> Passage to read
=======
And, yes, Michael John Carly, I will fight against people who call me a tsunami, who portray my brain configuration as a demon, who portray me as not human, who blame their relationship problems on me, who say I’m missing and not living. Because those beliefs are dangerous. Those beliefs lead directly to torturing kids in the name of “treatment” and to giving more sympathy to a person who tried to kill her child than to her child abuse victim.  And I – and any other moral and reasonable person – will fight against those things.

The autistic community is not part of the problem, here, Michael John Carly. The people who dehumanize and degrade us are.

3 thoughts on “Michael John Carly, you are wrong.

  1. S-kw'etu'? says:

    This man is nothing more than an appropriator, who’s motivation are clearly self serving and ego based. He even appropriated my email address from an autistic mailing list and began to solicit my support which is a strong indicator that he is someone whom one should go quite far to avoid doing any business with.

    He does not speak for me, he could attend all the university courses created and still never be qualified to understand me much less to speak for me and it would not surprise me if most if not all other adults on the spectrum felt the same way.

    What he does represent, he represents himself, no one else and nothing else, he is self serving period.

  2. psychtld says:

    “We do not want to ‘minimize’ the suffering of parents of autistic kids. We want them to stop using their suffering as an excuse to paint autistic people as less-than-human.”

    That’s pretty much how I understand this whole thing. Some people are making it into a pissing contest, and – from what I’ve seen in various fora – it’s not the autistic people doing that: we’re always acknowledging that parents of autistic children have it harder than it would be for most parents. I myself have an autistic daughter. It can be hell. Some of that is because parenting a kid who has difficulties taking other’s perspectives on board is always going to be hard; but most of it is because of what happens when other people or systems of people make her life miserable. Being autistic is just as hard as all that.
=======
> What you should do
Carry on the passage about Michael John Carly, starting right after its last sentence. The rows have no connection to the passage about Michael John Carly.
=======
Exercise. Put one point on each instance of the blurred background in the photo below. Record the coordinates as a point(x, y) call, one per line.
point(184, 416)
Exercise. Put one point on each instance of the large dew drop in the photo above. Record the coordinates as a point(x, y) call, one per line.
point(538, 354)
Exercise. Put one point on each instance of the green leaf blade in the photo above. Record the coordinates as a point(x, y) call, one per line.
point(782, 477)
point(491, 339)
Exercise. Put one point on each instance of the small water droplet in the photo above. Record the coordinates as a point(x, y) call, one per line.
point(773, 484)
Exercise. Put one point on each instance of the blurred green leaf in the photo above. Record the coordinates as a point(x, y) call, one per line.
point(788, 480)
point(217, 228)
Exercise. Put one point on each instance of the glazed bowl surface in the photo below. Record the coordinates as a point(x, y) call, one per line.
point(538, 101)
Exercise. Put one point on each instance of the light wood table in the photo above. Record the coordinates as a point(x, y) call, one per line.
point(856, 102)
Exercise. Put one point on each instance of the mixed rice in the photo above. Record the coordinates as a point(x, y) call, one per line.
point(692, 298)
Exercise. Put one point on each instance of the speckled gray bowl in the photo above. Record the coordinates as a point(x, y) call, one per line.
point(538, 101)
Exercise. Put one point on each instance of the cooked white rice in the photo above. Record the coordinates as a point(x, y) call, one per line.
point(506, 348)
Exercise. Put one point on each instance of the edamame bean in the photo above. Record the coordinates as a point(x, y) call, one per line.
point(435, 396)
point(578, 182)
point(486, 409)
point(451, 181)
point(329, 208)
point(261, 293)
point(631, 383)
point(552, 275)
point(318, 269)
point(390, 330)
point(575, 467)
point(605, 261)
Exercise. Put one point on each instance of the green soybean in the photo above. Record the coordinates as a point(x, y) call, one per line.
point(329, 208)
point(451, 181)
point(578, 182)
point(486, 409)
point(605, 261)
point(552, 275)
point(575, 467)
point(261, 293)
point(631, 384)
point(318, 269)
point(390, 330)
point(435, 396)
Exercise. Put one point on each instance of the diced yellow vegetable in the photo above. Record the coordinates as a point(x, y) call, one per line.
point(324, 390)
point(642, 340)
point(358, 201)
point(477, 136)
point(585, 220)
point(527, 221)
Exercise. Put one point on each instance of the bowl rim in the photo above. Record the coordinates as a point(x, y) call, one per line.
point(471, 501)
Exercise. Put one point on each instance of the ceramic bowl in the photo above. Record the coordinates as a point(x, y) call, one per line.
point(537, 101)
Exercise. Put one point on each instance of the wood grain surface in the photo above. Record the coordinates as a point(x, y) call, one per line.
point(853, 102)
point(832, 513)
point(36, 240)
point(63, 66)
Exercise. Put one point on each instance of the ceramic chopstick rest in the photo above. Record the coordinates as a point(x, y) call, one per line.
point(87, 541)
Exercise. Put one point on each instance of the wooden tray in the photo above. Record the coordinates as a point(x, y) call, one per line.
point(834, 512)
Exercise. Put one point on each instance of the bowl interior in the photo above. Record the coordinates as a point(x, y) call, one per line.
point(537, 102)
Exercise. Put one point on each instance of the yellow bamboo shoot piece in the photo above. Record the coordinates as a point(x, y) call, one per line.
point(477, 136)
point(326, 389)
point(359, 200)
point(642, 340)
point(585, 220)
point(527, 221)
=======
> Final answer
    I’d tell you what my diagnosis of MJC would be, but I’m looking for to NOT be blocked from your blog. It’s a rather good blog.

    • ischemgeek says:

      Yeah, please no with the armchair diagnosis. Even if you are a professional, others aren’t, and besides I think most professions in the health industry have rules against diagnosing patients you haven’t examined, right?

      Anyway, yeah, I will not deny for a minute that raising me was hard on my folks. My father studied for exams beside my NICU bed. My mother quit her job to be my tutor when I was 5 and the school would not accommodate my breathing issues well enough to allow me to attend without risking my life so that I could be kept home when I was sick. My parents were up more nights than not from my birth through preteenagerdom because of my breathing issues, and then in the daytime, I had emotional problems stemming from the severe bullying and lack of accommodations I was getting at school, and having your kid come home crying literally every single day had to be tough. Then they were being told by “experts” in OT and PT that I just needed to practice handwriting more, and that if I said it hurt I was just lying because I found it hard and didn’t want to do it, and they were being told that for my own good, I had to be restrained and forced to practice, my tears and screams notwithstanding, and that must’ve been very hard on them. I suspect that it was harder on me, because I was the one who had two people who each outweighed me by a factor of 3 or 4 grabbing me by my arms and shoulders and holding me down and forcing me to do things that hurt a lot, but it couldn’t have been easy on them to believe they had to do that to me (even though modern research shows that what they did was actually counter-productive for kids with sensory-motor dysgraphia).

      As much as I do have issues with how I was treated going up (and I do), I recognize that raising me must’ve been hard on my folks.